Aim of the task: All of the entries must be output exactly as they are.

Exercise materials below:

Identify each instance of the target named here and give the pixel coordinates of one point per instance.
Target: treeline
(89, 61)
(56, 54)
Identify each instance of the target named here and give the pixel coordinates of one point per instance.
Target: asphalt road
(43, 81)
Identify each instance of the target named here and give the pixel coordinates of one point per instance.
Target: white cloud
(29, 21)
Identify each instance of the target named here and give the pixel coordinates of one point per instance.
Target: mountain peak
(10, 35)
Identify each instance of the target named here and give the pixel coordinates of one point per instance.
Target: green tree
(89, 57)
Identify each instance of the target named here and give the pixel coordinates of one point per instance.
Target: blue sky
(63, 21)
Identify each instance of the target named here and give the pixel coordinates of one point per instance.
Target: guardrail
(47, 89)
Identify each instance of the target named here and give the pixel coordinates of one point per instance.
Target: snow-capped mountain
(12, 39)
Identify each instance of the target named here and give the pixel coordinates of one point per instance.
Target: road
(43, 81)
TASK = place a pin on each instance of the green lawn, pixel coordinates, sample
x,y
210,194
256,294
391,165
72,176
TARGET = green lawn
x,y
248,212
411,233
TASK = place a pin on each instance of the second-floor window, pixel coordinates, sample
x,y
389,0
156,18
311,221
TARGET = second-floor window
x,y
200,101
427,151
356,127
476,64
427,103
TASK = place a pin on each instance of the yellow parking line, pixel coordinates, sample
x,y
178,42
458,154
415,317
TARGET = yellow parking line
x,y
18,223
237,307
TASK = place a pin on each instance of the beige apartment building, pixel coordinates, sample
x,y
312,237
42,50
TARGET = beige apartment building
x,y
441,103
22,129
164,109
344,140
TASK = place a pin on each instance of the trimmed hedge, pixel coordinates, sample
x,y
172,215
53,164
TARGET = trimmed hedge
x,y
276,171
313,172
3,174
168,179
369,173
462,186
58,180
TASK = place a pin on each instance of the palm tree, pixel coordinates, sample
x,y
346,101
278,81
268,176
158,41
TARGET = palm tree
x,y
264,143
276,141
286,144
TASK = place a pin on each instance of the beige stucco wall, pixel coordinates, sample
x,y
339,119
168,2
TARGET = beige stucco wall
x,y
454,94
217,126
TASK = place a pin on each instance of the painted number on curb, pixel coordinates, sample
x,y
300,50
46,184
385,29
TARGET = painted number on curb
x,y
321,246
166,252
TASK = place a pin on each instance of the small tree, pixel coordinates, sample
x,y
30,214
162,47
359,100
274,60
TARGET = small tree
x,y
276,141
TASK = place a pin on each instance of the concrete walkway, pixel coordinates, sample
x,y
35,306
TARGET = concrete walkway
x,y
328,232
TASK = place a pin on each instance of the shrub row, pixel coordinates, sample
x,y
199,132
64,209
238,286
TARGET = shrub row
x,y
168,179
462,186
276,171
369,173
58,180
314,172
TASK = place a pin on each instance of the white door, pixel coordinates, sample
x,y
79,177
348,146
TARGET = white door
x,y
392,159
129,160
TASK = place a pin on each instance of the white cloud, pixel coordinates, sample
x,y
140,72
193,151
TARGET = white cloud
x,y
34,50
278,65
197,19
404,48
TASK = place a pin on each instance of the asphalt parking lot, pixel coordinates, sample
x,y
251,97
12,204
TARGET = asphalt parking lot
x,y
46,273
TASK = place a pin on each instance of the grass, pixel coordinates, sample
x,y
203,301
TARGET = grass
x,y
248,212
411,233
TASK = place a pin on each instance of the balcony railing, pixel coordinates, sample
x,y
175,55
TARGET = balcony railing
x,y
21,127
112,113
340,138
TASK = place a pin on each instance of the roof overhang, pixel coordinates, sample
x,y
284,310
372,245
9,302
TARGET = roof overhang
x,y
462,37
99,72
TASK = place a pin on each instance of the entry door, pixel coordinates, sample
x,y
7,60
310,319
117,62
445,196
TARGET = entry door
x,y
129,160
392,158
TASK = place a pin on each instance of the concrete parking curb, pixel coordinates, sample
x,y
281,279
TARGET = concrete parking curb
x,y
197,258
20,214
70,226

End of Exercise materials.

Answer to this problem:
Identify each instance of the target named here and give the pixel coordinates of one point per instance.
Target: treeline
(89, 61)
(56, 54)
Identify each instance of the target named here and give the pixel coordinates of one point per instance.
Target: asphalt road
(43, 81)
Identify each instance of the target named here and give the pixel coordinates of one point per instance.
Target: white cloud
(29, 21)
Identify each instance of the target named here and give the pixel coordinates of one point per instance.
Target: mountain peak
(10, 35)
Identify each instance of the target named here and give the pixel coordinates of one point per instance.
Target: green tree
(89, 57)
Identify each instance of the target named here and give the pixel coordinates of one point per instance.
Target: blue sky
(63, 21)
Identify each instance of the target named here and give the pixel coordinates of one point per instance.
Target: guardrail
(47, 89)
Identify each instance of the target named here and give the pixel coordinates of one point per instance.
Target: snow-capped mountain
(12, 39)
Identify each instance of the target named here and give the pixel coordinates of one point per instance.
Target: road
(43, 81)
TASK = place a pin on each instance of the green lawn, pixel coordinates, sample
x,y
210,194
256,294
391,165
72,176
TARGET = green lawn
x,y
248,212
411,233
TASK = place a pin on each instance of the second-floor window, pixel coordinates, sample
x,y
389,0
156,18
311,221
TARGET = second-floor window
x,y
200,101
427,151
356,127
476,64
427,103
TASK = place a pin on each instance of the yellow parking line, pixel coordinates, sample
x,y
178,42
458,154
415,317
TARGET = yellow parking line
x,y
18,223
237,307
TASK = place a pin on each instance of the beige apartment building, pixel coordinates, sample
x,y
312,237
42,50
TARGET = beige apartment building
x,y
441,103
22,129
164,109
344,140
TASK = place a pin on each instance of the trimmed hedge, pixel coordinates, sample
x,y
172,215
53,164
TARGET = trimmed hedge
x,y
276,171
313,172
3,174
168,179
369,173
462,186
58,180
TASK = place a pin on each instance of the palm tree, pixel coordinates, sample
x,y
346,101
278,81
268,176
158,41
TARGET = palm tree
x,y
264,143
276,141
286,144
TASK = place a pin on each instance of the beige stucco wall, pixel coordinates, sample
x,y
339,119
168,2
TARGET = beige stucco wall
x,y
454,94
217,126
TASK = place a pin on each instance of the painted number on curb, pixel coordinates, sample
x,y
300,50
46,184
385,29
TARGET = painted number on curb
x,y
321,246
166,252
TASK = place a pin on each instance of the small tree, pixel coordinates, sample
x,y
30,214
162,47
359,100
274,60
TARGET = small tree
x,y
276,141
TASK = place a pin on each instance of the concrete walkway, pixel coordinates, sample
x,y
35,306
TARGET = concrete walkway
x,y
328,232
TASK = place a pin on each instance of the shrub row, pixel coordinates, sample
x,y
199,132
64,209
238,286
TARGET = shrub row
x,y
168,179
462,186
276,171
369,173
58,180
314,172
TASK = place a pin on each instance of the white door, pixel coordinates, sample
x,y
79,177
348,146
TARGET = white door
x,y
392,159
129,160
TASK = place a pin on each instance of the white cloud, pixel coordinates, sample
x,y
140,72
193,151
TARGET = white cloud
x,y
34,50
278,65
197,19
404,48
TASK = place a pin on each instance of the asphalt parking lot, pixel coordinates, sample
x,y
251,97
12,204
TARGET = asphalt parking lot
x,y
46,273
TASK = place a pin on each instance of the grass, pixel coordinates, sample
x,y
203,301
TARGET = grass
x,y
248,212
411,233
TASK = place a pin on each instance of the balcony railing, pixel coordinates, sample
x,y
175,55
TARGET = balcony railing
x,y
21,127
112,113
340,138
TASK = place a pin on each instance of the roof overhang, pixel coordinates, sample
x,y
284,310
372,245
9,302
TARGET = roof overhang
x,y
462,37
99,72
TASK = place a pin on each instance of the entry door, pixel coordinates, sample
x,y
7,60
310,319
117,62
445,196
TARGET = entry door
x,y
129,160
392,158
TASK = place a pin on each instance of the concrete parking curb, pixel coordinates, sample
x,y
281,279
TARGET = concrete parking curb
x,y
197,258
20,214
70,226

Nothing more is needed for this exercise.